*** Okuma Parçası
Gayr-i Resmi ve Gayr-i Meşru Yargı
Türkiye'de biri diğerinden bağımsız, biri diğerine karşı gibi görünen paralel yargılama sistemleri var. İlki her devlette, meşru temeller üzerinde inşa edilmiş, görev ve yetkileri anayasa ve yasalarla açıkça belirlenmiş resmi yargı sistemi; diğeri resmi toplumun görünmez tabakaları arasında gizlenmiş, zaman zaman medyada iş ve fonksiyon gören gayr-i resmi yargı mekanizması.
Devlet Herkese Eşit Mesafede Olmalı
Yargı devletin güvencesi altındadır; siyasi otoriteden bağımsızdır; taraf tutmaz ve hukuk neyi öngörüyorsa ona göre iş görür. Yargı demek tarafsız, düzgün, doğru ve muhakeme usullerine göre adaletin tesisi demektir. Küreselleşme ve sivilleşmenin güçlü dalgaları önünde her şey sivilleşebilir, sivil toplumun inisiyatifine terk edilebilir; ama iç ve dış güvenlik ile adalet sistemi sivil inisiyatiflere terk edilemez. Özellikle kamu hukuku alanında devlet herkese karşı eşit mesafede uzak durur; adaleti tesis etmekle yükümlü olan organlar ve bunların yetkili görevlileri dünya görüşleri ve siyasi eğilimleri ne olursa olsun, kendi öznel tutumlarını yargıda etkileyici bir faktör olarak kullanamazlar. Dini, siyasi ve ideolojik görüşleri sizce ne kadar "zararlı" olursa olsun, karşınıza bir sanık olarak gelen insana hukukun çizdiği sınırlar içinde kalarak davranmak zorundasınız. Rengi, ırkı, dini inançları, mezhebi, mensup olduğu sınıf, içinde yer aldığı toplumsal grup/cemaat veya siyasi tutumu dolayısıyla hiçbir sanığa hiçbir yargıç "farklı bir muamele" içinde olamaz. Eğer aksi olursa hiçbir şeyin ve hiç kimsenin güvencesi kalmamış olur, sonunda gücü elinde bulunduran hasımlarını istediği gibi ezmeye başlar. Büyük imparatorlukların ve yüzyıllarca ayakta kalmış devletlerin yıkılışında başrol oynayan faktör, yargının taraflı tutumu ve adaletin artık haklı ile haksızı birbirinden ayıramaz hale gelmesidir.
******
### İstenen Görev 1
Verilen satırlarda "[trace] clear blue sky -> outlines" ifadesini içeren satırdan başlayıp satırların sonuna kadar süren kısmı, iki uç da dahil olmak üzere ve yalnızca bu kısmı, "gorev" ve "yanit" başlıklı iki sütunlu bir CSV olarak verin. Her madde için tek bir CSV satırı oluşturun; metni ve yanıtı ayrı, tırnak içine alınmış birer alana yazın ve satır sonlarını boşluğa çevirin.
*** Sağlanan Veriler
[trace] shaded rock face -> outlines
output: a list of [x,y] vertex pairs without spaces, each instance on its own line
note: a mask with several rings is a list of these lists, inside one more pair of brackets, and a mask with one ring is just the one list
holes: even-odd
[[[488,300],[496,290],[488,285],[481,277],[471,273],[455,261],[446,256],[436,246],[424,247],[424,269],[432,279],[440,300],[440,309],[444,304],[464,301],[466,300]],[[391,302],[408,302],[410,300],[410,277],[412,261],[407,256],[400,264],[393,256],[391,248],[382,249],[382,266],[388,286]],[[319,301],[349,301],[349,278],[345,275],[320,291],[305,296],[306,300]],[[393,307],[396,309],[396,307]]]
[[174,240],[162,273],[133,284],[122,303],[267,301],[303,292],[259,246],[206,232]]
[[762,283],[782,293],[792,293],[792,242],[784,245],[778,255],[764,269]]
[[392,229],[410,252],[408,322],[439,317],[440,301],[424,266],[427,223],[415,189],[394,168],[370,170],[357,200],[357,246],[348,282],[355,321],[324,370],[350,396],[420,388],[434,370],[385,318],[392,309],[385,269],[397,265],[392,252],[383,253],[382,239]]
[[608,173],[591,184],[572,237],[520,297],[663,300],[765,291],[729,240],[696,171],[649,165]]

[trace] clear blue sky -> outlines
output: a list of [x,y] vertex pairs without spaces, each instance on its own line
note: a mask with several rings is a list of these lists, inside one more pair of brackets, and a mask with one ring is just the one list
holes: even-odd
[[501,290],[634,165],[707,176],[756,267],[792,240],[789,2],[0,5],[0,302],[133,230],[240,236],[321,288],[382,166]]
******
### İstenen Görev 2
Okuma parçasına göre bir yargıç, sanığa dini inancı veya siyasi tutumu gibi nedenlerle neden farklı muamele edemez? Bir ila üç cümleyle açıklayın.

### Çıktı 1
gorev,yanit
"[trace] clear blue sky -> outlines output: a list of [x,y] vertex pairs without spaces, each instance on its own line note: a mask with several rings is a list of these lists, inside one more pair of brackets, and a mask with one ring is just the one list holes: even-odd","[[501,290],[634,165],[707,176],[756,267],[792,240],[789,2],[0,5],[0,302],[133,230],[240,236],[321,288],[382,166]]"

### Çıktı 2
Aksi durumda hiçbir şeyin ve hiç kimsenin güvencesi kalmaz. Sonunda gücü elinde bulunduran, hasımlarını istediği gibi ezmeye başlar.